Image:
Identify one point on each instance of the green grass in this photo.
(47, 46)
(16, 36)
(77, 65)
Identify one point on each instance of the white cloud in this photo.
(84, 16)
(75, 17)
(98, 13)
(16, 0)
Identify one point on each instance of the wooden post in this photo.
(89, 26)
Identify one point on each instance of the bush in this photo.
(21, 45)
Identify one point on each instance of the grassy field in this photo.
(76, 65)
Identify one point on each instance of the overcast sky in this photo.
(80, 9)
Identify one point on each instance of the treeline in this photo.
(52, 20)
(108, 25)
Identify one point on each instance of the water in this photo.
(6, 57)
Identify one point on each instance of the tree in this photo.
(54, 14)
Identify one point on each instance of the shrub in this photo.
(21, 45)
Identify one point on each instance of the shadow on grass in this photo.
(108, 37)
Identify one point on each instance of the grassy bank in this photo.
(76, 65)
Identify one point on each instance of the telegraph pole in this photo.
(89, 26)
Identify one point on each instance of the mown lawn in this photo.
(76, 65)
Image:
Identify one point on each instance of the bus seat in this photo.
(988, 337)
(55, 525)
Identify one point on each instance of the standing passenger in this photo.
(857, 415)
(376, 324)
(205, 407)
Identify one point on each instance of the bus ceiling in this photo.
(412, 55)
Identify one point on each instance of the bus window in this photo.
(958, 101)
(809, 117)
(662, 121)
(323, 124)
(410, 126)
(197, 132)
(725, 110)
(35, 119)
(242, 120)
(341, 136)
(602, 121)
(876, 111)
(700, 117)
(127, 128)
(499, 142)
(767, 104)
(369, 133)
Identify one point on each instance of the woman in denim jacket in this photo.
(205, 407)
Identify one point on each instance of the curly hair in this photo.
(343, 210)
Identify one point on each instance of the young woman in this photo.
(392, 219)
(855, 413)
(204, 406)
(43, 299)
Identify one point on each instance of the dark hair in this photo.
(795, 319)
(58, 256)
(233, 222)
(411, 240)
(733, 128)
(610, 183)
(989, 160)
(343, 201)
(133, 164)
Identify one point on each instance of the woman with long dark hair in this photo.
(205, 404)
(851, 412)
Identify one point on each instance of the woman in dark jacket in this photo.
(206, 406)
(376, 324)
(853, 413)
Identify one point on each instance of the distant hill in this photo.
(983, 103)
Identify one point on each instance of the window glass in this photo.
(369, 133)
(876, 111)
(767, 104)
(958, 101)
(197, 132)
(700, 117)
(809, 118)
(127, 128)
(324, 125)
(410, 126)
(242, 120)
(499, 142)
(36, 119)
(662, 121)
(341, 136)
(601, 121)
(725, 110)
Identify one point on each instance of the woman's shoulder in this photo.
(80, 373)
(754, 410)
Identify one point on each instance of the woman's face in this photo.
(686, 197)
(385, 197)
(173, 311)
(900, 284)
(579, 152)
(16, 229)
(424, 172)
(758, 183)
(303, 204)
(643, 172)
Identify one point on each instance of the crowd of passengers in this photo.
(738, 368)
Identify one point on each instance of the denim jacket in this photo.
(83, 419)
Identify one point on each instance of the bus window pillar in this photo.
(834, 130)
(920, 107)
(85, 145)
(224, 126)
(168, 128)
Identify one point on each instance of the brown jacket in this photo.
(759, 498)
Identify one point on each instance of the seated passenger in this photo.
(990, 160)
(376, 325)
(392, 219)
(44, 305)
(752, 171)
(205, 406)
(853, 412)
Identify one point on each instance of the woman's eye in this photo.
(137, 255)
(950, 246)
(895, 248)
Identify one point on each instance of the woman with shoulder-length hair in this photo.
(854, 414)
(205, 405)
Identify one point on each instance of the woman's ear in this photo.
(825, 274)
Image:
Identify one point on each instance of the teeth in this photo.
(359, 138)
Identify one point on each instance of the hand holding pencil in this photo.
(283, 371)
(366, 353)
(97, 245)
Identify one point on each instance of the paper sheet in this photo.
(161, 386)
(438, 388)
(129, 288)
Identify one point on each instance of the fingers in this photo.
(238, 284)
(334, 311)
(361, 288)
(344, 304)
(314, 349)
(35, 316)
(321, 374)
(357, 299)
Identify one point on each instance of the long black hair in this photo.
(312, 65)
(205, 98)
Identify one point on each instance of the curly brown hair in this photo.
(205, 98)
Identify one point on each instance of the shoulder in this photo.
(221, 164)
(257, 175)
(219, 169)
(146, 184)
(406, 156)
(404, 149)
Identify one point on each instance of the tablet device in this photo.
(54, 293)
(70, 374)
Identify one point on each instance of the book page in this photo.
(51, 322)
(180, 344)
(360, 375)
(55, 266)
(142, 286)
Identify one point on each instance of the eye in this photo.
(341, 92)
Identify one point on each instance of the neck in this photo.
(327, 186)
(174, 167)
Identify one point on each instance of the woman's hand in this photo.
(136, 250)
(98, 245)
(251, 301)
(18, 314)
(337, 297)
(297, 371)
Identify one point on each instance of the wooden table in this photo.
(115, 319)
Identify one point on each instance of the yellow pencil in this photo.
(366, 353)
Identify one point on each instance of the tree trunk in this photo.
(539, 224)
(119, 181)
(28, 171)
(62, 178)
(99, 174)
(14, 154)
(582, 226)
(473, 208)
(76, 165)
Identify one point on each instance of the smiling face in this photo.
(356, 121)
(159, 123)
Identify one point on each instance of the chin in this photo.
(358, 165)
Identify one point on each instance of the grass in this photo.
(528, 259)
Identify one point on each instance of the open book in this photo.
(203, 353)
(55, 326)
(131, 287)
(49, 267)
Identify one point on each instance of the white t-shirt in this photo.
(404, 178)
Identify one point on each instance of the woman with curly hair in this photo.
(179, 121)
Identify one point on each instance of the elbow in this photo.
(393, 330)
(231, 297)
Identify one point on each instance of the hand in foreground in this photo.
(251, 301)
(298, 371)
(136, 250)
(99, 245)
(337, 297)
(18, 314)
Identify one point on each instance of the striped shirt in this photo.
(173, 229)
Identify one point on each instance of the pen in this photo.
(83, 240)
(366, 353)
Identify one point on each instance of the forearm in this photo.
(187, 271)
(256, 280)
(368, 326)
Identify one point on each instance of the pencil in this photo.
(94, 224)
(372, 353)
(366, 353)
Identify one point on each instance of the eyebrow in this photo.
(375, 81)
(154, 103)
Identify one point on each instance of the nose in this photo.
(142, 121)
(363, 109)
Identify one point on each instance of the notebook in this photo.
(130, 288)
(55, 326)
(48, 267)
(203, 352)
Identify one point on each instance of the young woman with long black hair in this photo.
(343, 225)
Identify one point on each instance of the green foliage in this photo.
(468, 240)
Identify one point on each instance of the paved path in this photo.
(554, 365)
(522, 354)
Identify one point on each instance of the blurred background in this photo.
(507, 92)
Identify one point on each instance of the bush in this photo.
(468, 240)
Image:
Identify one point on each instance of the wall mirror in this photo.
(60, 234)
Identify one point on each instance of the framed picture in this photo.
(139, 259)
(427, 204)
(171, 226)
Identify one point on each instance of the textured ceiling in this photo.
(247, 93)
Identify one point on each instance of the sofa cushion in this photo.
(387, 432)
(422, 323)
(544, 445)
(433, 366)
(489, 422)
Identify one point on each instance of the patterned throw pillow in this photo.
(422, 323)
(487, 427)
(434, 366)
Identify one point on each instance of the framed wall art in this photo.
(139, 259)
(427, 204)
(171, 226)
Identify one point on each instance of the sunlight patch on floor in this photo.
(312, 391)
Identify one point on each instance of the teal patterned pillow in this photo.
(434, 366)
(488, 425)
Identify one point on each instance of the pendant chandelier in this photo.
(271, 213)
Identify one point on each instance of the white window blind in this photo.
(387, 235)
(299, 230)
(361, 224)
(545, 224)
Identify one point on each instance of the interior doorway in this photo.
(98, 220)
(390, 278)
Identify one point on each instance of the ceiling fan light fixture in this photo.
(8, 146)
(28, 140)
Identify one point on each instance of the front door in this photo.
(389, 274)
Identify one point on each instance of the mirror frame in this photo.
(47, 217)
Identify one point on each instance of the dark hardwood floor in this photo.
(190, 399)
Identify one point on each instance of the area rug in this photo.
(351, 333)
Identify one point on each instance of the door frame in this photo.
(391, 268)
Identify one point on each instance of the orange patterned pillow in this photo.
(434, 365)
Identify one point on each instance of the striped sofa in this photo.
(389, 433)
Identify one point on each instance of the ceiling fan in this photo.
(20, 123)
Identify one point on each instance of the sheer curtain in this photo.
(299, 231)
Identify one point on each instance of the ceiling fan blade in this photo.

### YOUR ASSIGNMENT
From the line holding "Identify one point on each instance of the door" through the last line above, reproduce each line exactly and add nothing.

### SOLVED PROBLEM
Identify one point on each instance of the door frame in this photo.
(391, 268)
Identify one point on each instance of the orange patterned pillow in this photo.
(434, 365)
Identify one point on each instance of the striped sofa in this photo.
(389, 433)
Identify one point on each instance of the ceiling fan in this photo.
(20, 123)
Identify one point on each instance of the sheer curtain in this photo.
(299, 231)
Identify one point on each instance of the ceiling fan blade in this photo.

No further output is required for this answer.